- Extracted entries

——

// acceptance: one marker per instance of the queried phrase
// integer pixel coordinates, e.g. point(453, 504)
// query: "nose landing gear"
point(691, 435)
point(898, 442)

——

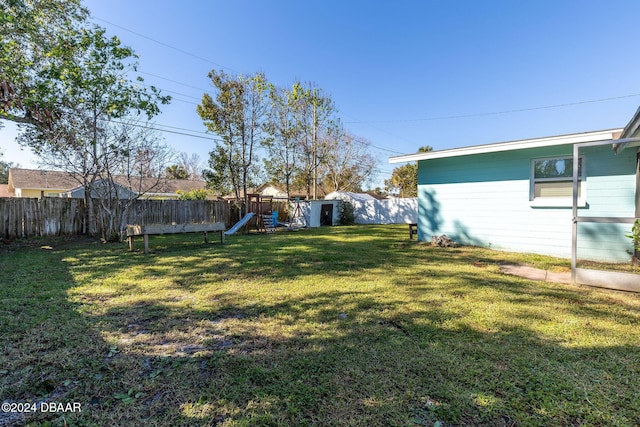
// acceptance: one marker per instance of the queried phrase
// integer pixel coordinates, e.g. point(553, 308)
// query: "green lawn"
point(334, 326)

——

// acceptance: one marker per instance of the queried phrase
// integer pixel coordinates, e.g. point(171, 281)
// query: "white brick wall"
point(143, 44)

——

- Problem requirements
Each line above that contains the word "pixel" should be returned.

- Problem solution
// integer pixel coordinates, e.g. point(453, 504)
// integer pixel coordinates, e.g. point(553, 308)
// integer pixel coordinates, e.g. point(171, 281)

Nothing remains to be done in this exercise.